● Page extract:
•••••
Spanish Cultural Heritage
- Type: Non-movable
- Criteria: Monument
- Designated: 3 June 1931
- Reference no.: RI-51-0000646

= Castle of Santa Catalina (Jaén) =

Cultural property in Jaén, Spain

Saint Catherine's Castle (Spanish: Castillo de Santa Catalina) is a castle that sits on the Cerro de Santa Catalina overlooking the Spanish city of Jaén. It is now the site of a parador designed by José Luis Picardo.

==History==
The castle began as a Moorish fortress built by the Umayyads in the 8th century, later improved by the Nasrid ruler of the Emirate of Granada, Abdallah ibn al-Ahmar (who also built the Alhambra). Earlier, where the parador now stands, there was a tower known as Hannibal's Tower, of which some traces remain. During this period Jayyan (Jaén) was an important stopping place for caravans headed to Madrid and it is possible that the castle was used to house travelling parties.
•••••
● Work instructions:
a) Repeat the part of the Santa Catalina Castle passage from "Cultural property in" up to and including "José Luis Picardo.".
b) Render this sentence from the Santa Catalina Castle passage in French: "Saint Catherine's Castle (Spanish: Castillo de Santa Catalina) is a castle that sits on the Cerro de Santa Catalina overlooking the Spanish city of Jaén."
c) According to the Santa Catalina Castle passage, who designed the parador that now occupies the site?
•••••
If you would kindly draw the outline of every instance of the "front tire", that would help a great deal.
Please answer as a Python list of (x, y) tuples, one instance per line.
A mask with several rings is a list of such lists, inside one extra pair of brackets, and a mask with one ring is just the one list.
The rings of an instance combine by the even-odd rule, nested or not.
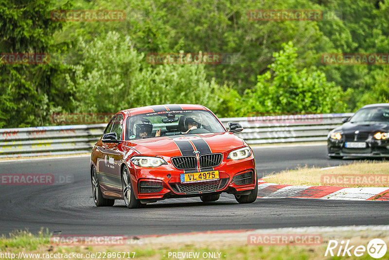
[(216, 201), (220, 198), (220, 194), (212, 194), (202, 196), (200, 199), (203, 202), (209, 202), (211, 201)]
[(246, 203), (252, 203), (257, 199), (258, 195), (258, 177), (255, 178), (255, 187), (251, 190), (250, 194), (247, 195), (235, 195), (235, 199), (241, 204)]
[(92, 168), (92, 192), (93, 194), (93, 201), (94, 204), (98, 207), (105, 207), (113, 206), (115, 204), (115, 200), (109, 199), (105, 199), (103, 197), (103, 193), (100, 189), (100, 185), (99, 183), (99, 179), (97, 178), (97, 172), (96, 168), (93, 166)]
[(122, 170), (122, 187), (123, 190), (123, 197), (125, 205), (128, 208), (137, 208), (141, 206), (141, 201), (135, 198), (134, 189), (131, 184), (130, 173), (126, 166)]
[(330, 159), (342, 159), (343, 158), (343, 156), (340, 156), (339, 155), (328, 155), (328, 157), (330, 157)]

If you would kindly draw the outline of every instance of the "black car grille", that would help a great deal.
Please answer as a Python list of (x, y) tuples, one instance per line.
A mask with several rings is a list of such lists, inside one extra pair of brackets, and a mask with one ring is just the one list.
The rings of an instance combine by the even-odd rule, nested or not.
[(234, 183), (236, 185), (251, 184), (254, 182), (253, 181), (253, 173), (251, 171), (235, 175), (234, 176)]
[(228, 181), (228, 178), (217, 181), (201, 182), (195, 183), (172, 183), (170, 186), (177, 193), (196, 193), (213, 191), (223, 188)]
[[(346, 142), (352, 142), (355, 141), (366, 141), (369, 138), (369, 133), (359, 132), (357, 134), (346, 133), (344, 134)], [(355, 140), (355, 135), (356, 140)]]
[(197, 166), (195, 156), (179, 156), (172, 158), (173, 165), (180, 169), (195, 169)]
[(163, 186), (162, 183), (159, 182), (141, 181), (139, 182), (139, 192), (140, 193), (159, 192), (163, 188)]
[[(210, 168), (217, 166), (222, 162), (223, 155), (221, 153), (210, 153), (200, 156), (200, 167)], [(195, 156), (179, 156), (172, 158), (172, 163), (175, 167), (181, 170), (195, 169), (197, 166), (197, 159)]]
[(202, 168), (214, 167), (222, 162), (221, 153), (211, 153), (200, 156), (200, 167)]

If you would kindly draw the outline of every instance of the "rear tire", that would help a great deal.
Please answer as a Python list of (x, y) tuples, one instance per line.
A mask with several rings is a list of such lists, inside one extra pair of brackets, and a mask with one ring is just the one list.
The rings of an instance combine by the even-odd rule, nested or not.
[(211, 201), (216, 201), (220, 198), (220, 194), (212, 194), (202, 196), (200, 199), (203, 202), (209, 202)]
[(135, 198), (134, 189), (131, 184), (129, 171), (126, 166), (124, 166), (122, 170), (122, 187), (123, 190), (123, 198), (127, 207), (128, 208), (141, 207), (141, 203), (140, 200)]
[(94, 204), (98, 207), (113, 206), (113, 204), (115, 204), (115, 200), (105, 199), (103, 197), (103, 193), (101, 192), (100, 185), (99, 183), (99, 179), (97, 178), (97, 172), (94, 166), (92, 167), (91, 173), (92, 192), (93, 194)]
[(255, 177), (255, 187), (251, 190), (250, 194), (247, 195), (235, 195), (235, 199), (241, 204), (246, 203), (252, 203), (257, 200), (258, 195), (258, 177)]

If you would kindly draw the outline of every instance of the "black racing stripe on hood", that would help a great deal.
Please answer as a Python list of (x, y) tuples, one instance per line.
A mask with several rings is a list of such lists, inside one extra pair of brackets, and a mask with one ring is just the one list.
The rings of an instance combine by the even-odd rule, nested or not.
[(192, 142), (194, 145), (194, 147), (196, 148), (196, 149), (200, 152), (200, 153), (199, 153), (200, 155), (212, 153), (208, 144), (203, 139), (194, 140), (192, 141)]
[(162, 111), (167, 111), (166, 108), (162, 105), (155, 105), (149, 106), (150, 108), (154, 111), (154, 112), (162, 112)]
[[(173, 141), (174, 141), (173, 140)], [(174, 141), (182, 155), (194, 155), (194, 149), (189, 141)]]

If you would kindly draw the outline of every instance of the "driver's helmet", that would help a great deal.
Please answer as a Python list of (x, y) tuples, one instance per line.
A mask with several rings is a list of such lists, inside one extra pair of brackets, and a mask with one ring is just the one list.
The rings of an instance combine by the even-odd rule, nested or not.
[(201, 126), (201, 117), (199, 115), (193, 115), (188, 116), (185, 118), (185, 128), (188, 129), (188, 124), (190, 123), (197, 124), (197, 128), (200, 128)]
[(146, 132), (149, 136), (153, 131), (153, 125), (148, 119), (142, 118), (138, 123), (134, 125), (134, 132), (137, 137), (140, 136), (141, 133)]

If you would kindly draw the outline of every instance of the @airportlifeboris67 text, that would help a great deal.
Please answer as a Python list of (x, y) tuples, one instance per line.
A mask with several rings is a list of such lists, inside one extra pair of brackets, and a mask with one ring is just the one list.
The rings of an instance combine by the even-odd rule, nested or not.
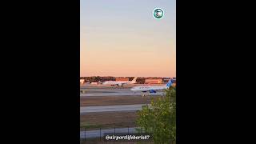
[(105, 134), (105, 141), (148, 141), (150, 140), (149, 134)]

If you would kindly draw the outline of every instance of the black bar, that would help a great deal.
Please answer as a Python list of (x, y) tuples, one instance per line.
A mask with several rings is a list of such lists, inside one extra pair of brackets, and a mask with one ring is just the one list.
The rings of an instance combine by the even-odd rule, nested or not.
[(86, 140), (86, 129), (85, 128), (85, 141)]
[(114, 135), (115, 135), (115, 127), (114, 127)]
[(102, 140), (102, 128), (99, 128), (99, 140)]

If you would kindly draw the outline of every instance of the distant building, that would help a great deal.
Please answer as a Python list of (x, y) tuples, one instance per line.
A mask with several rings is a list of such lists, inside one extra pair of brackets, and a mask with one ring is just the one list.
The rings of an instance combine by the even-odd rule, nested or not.
[(116, 78), (115, 81), (129, 81), (129, 78), (119, 77), (119, 78)]
[(145, 84), (159, 84), (162, 83), (162, 78), (146, 78)]
[(90, 82), (91, 85), (98, 85), (98, 82)]
[(166, 83), (166, 82), (169, 82), (169, 80), (170, 80), (170, 78), (163, 78), (163, 82), (165, 82), (165, 83)]
[(83, 84), (85, 82), (85, 79), (80, 79), (80, 84)]

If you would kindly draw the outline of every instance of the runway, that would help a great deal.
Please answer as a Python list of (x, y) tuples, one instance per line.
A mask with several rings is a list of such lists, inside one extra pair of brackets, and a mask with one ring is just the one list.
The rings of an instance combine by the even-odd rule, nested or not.
[(80, 131), (80, 138), (99, 138), (100, 136), (104, 136), (106, 133), (125, 133), (125, 134), (130, 134), (130, 133), (137, 133), (136, 127), (128, 127), (126, 128), (116, 128), (116, 129), (107, 129), (107, 130), (86, 130), (85, 133), (84, 130)]
[(106, 111), (134, 111), (142, 110), (142, 106), (145, 105), (146, 104), (82, 106), (80, 107), (80, 114)]
[(99, 96), (141, 96), (144, 95), (162, 95), (163, 92), (158, 93), (133, 93), (133, 92), (111, 92), (111, 93), (88, 93), (88, 94), (80, 94), (80, 97), (99, 97)]

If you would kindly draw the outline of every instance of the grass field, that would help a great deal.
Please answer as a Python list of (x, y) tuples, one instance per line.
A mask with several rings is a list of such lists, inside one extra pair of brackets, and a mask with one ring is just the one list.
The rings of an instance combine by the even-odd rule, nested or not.
[(88, 113), (80, 115), (80, 128), (89, 130), (99, 128), (134, 127), (137, 117), (135, 111)]
[(161, 96), (102, 96), (81, 97), (80, 106), (96, 106), (111, 105), (148, 104), (150, 99), (156, 99)]

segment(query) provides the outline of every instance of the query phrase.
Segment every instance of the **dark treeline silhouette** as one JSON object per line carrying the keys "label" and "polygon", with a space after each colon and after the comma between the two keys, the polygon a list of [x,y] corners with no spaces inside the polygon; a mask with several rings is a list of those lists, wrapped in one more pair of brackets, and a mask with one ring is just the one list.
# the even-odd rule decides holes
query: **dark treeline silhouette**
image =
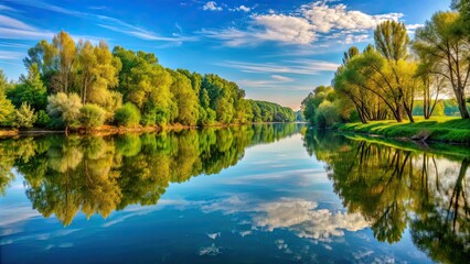
{"label": "dark treeline silhouette", "polygon": [[397,242],[408,227],[414,243],[434,261],[469,260],[468,157],[318,131],[307,132],[305,146],[327,163],[334,191],[350,212],[362,213],[378,241]]}
{"label": "dark treeline silhouette", "polygon": [[[81,210],[104,218],[128,205],[156,205],[170,183],[217,174],[245,148],[299,133],[301,124],[125,134],[46,135],[0,141],[0,193],[23,175],[33,208],[68,226]],[[14,168],[14,169],[13,169]]]}

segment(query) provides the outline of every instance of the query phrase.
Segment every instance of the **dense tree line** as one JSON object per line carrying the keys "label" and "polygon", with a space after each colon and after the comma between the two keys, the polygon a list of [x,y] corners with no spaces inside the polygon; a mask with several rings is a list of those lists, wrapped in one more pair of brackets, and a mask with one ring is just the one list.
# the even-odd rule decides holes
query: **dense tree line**
{"label": "dense tree line", "polygon": [[470,6],[462,0],[452,7],[453,12],[435,13],[413,41],[404,23],[378,24],[374,45],[362,52],[350,47],[332,87],[318,87],[303,100],[306,119],[319,125],[351,120],[414,122],[414,114],[425,119],[444,114],[448,97],[459,116],[469,119]]}
{"label": "dense tree line", "polygon": [[290,122],[290,108],[245,99],[217,75],[169,69],[152,53],[75,41],[62,31],[23,59],[28,75],[0,70],[0,125],[93,128],[103,124],[204,127]]}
•••••
● Solutions below:
a)
Cultural property in Jaén, Spain

Saint Catherine's Castle (Spanish: Castillo de Santa Catalina) is a castle that sits on the Cerro de Santa Catalina overlooking the Spanish city of Jaén. It is now the site of a parador designed by José Luis Picardo.

b) Le château Sainte-Catherine (en espagnol : Castillo de Santa Catalina) est un château situé sur le Cerro de Santa Catalina, qui domine la ville espagnole de Jaén.

c) José Luis Picardo